[Opening Selected excerpt section]

In this expansive  conversation with Daniel Schulman, we explore what happens when acupuncture is practiced not as a technical intervention, but as a relational art. Daniel reflects on a lifetime of moving between worlds—science and spirit, objectivity and intimacy—and how Chinese medicine became a place where those apparent opposites could finally speak to one another.

Listen into this discussion as we explore clinical intimacy, the difference between judgment and discernment, why knowing a patient is not the same as knowing their diagnosis, and how self-cultivation becomes an ethical foundation for practice. We wander through Saam acupuncture, Goethean science, deep time, and the quiet moments in clinic where something larger than technique makes itself known.

In this episode, we discuss:

  • ​The friction between “subject” and “object” in modern healing
  • ​The difference between judgment and discernment in clinical decision-making
  • Subject–object separation in modern science versus intimacy as a way of knowing
  • The invisible labor of self-cultivation
  • ​Treating the whole person without turning the clinic into psychotherapy
  •  ​Spiritual hospitality: meeting the stranger
  • When medicine is felt, it evolves
  • Clinical entanglement vs. professional distance
  • Not-knowing, mystery, and synchronicity as part of real clinical life
  • Everything is a bridge—including the diagnostic process
  • Translating the 12 channels into a unified wholeness
  • The mathematical and mystical nature of the number 13

In spite of everything you know, always enter the treatment room with your mind empty, fully curious and receptive.  Always be more interested in what you don’t yet know than in what you already know.

[Closing Selected excerpt section]

Tasks ▸
A. Answer these questions using the episode description:
(i) With whom is the conversation held?
(ii) Which style of acupuncture is named among the subjects the discussion wanders through?
(iii) Which number is described as having a mathematical and mystical nature?
B. In the episode description, rewrite the passage starting at "In this expansive  conversation" and ending at "makes itself known.", swapping "Saam acupuncture" for "classical acupuncture".
C. Continue the episode description from the point where it stops.

[Opening Records provided section]

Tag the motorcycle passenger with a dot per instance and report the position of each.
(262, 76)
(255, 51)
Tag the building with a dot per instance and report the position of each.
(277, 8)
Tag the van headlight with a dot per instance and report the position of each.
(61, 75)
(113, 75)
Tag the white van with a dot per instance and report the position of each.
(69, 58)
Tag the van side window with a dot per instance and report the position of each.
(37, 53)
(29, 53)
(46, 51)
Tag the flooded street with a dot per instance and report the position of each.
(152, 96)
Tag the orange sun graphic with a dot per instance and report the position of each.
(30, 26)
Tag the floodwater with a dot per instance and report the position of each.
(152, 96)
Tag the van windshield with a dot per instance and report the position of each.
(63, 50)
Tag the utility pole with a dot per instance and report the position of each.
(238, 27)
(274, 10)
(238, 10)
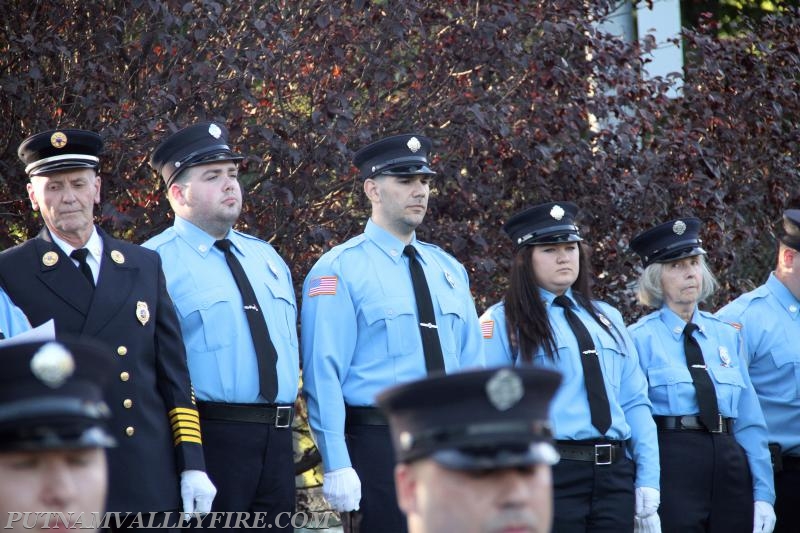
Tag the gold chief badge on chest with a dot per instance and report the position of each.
(142, 312)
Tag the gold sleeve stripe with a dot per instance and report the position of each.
(183, 411)
(184, 418)
(189, 432)
(191, 426)
(186, 438)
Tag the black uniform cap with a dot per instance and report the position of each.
(549, 223)
(474, 420)
(194, 145)
(669, 241)
(57, 150)
(790, 236)
(399, 155)
(51, 395)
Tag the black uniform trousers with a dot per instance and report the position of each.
(787, 500)
(706, 485)
(372, 456)
(252, 466)
(593, 498)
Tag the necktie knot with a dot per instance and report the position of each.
(223, 244)
(563, 301)
(79, 254)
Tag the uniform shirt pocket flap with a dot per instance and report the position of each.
(668, 375)
(200, 300)
(388, 309)
(727, 375)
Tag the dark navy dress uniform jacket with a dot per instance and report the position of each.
(154, 419)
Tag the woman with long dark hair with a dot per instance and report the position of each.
(608, 475)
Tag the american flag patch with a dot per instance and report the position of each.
(487, 328)
(323, 285)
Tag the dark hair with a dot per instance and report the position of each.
(527, 323)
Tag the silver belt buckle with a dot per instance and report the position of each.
(603, 454)
(283, 416)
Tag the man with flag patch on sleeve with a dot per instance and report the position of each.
(380, 309)
(769, 320)
(93, 285)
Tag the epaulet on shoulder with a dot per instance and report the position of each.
(435, 247)
(339, 249)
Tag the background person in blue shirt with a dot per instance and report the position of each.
(12, 320)
(710, 476)
(604, 477)
(361, 331)
(247, 437)
(768, 320)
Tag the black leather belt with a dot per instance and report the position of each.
(692, 423)
(365, 416)
(597, 452)
(280, 416)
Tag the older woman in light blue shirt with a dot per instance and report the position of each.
(716, 473)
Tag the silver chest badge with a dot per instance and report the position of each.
(724, 356)
(272, 269)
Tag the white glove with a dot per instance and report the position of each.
(763, 517)
(647, 501)
(651, 524)
(197, 493)
(342, 489)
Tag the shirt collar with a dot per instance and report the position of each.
(675, 323)
(783, 295)
(94, 245)
(197, 239)
(389, 244)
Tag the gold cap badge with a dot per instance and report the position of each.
(50, 259)
(504, 389)
(413, 144)
(557, 212)
(52, 364)
(142, 312)
(58, 139)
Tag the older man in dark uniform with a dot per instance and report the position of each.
(94, 285)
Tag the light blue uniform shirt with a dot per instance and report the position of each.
(360, 331)
(219, 347)
(659, 340)
(768, 317)
(12, 320)
(625, 383)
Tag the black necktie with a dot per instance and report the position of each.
(703, 386)
(79, 254)
(592, 373)
(434, 361)
(266, 355)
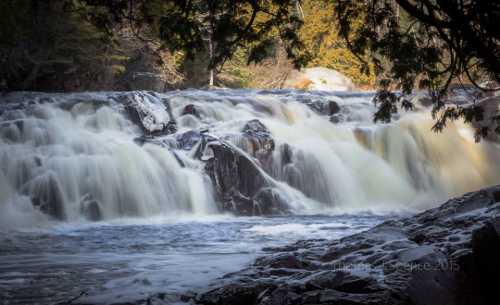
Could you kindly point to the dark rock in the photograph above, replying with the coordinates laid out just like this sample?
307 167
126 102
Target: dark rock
323 107
191 110
447 255
188 139
260 139
283 260
486 254
334 108
232 294
90 208
242 187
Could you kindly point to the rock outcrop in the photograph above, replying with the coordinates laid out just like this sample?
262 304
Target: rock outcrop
447 255
318 78
241 186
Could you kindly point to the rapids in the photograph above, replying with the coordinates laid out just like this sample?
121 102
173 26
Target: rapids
117 194
77 156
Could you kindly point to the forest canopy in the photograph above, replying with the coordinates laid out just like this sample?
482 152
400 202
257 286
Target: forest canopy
402 45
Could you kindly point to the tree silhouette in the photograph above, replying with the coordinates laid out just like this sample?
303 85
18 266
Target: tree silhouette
429 44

[Closing Records provided section]

Task-by-task answers ▸
A.
(i) Daniel Schulman
(ii) Saam acupuncture
(iii) The number 13

B.
In this expansive  conversation with Daniel Schulman, we explore what happens when acupuncture is practiced not as a technical intervention, but as a relational art. Daniel reflects on a lifetime of moving between worlds—science and spirit, objectivity and intimacy—and how Chinese medicine became a place where those apparent opposites could finally speak to one another.

Listen into this discussion as we explore clinical intimacy, the difference between judgment and discernment, why knowing a patient is not the same as knowing their diagnosis, and how self-cultivation becomes an ethical foundation for practice. We wander through classical acupuncture, Goethean science, deep time, and the quiet moments in clinic where something larger than technique makes itself known.

C.
Daniel Schulman, R.Ac

Daniel graduated from the New England School of Acupuncture in 1999.   He has been in private practice in Charlottetown, Prince Edward Island, Canada since then.  He founded and chairs the Association of Registered Acupuncturists of Prince Edward Island.

For twenty years, Daniel’s clinical work centred around Japanese palpatory approaches, primarily those in the Nagano/Matsumoto lineage (but also including Keiraku Chiryo), expanding into an integration he discovered with Ren Ying Cun Kou pulse diagnosis.  This work involved what he calls a reverse engineered ‘palpate first, ask questions later’ approach.  More recently, Daniel has found himself in a radical clinical transformation via the elegant Sa’Am fusion of Zhou Yi trigrams, 5 Phases and Six Levels.

Daniel marvels at the fact that even after two decades in practice, every day is novel, new and fascinating.